** Exercise material **
= = = =

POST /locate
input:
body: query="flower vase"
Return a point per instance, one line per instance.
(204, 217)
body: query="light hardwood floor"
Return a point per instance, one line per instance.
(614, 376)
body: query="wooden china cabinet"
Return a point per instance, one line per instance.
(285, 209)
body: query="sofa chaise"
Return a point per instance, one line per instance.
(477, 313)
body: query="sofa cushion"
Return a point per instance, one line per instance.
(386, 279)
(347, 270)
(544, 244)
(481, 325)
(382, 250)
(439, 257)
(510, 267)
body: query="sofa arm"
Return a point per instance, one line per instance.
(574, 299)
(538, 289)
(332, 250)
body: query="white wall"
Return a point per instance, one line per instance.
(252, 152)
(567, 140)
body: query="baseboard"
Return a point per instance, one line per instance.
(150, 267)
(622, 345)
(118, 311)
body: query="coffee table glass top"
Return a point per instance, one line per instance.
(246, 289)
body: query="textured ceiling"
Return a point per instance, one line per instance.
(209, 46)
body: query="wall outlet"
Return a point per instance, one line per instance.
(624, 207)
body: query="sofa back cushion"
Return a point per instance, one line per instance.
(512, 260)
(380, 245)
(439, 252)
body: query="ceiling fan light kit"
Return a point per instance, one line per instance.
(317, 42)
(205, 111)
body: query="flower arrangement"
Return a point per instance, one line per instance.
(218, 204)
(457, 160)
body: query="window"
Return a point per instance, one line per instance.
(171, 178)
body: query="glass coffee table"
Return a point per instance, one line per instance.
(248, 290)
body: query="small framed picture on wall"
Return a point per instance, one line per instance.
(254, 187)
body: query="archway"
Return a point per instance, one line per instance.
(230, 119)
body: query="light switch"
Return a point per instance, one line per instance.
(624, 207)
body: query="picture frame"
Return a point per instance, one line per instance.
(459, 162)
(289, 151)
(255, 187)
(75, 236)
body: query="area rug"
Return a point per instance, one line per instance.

= = = =

** Short problem **
Above are the records; copy exactly the lines from the one with "framed picture on" through the final line.

** Reply to the task **
body: query="small framed picture on wall"
Return a point per instance, one line per instance.
(254, 187)
body: query="archway"
Return a point per instance, one line per instance.
(230, 119)
body: query="light switch"
Return a point per instance, one line per instance.
(624, 207)
body: query="picture frame"
Return a point per instance, one line per instance.
(459, 162)
(289, 151)
(255, 187)
(75, 236)
body: query="area rug"
Return a point per instance, one line per instance.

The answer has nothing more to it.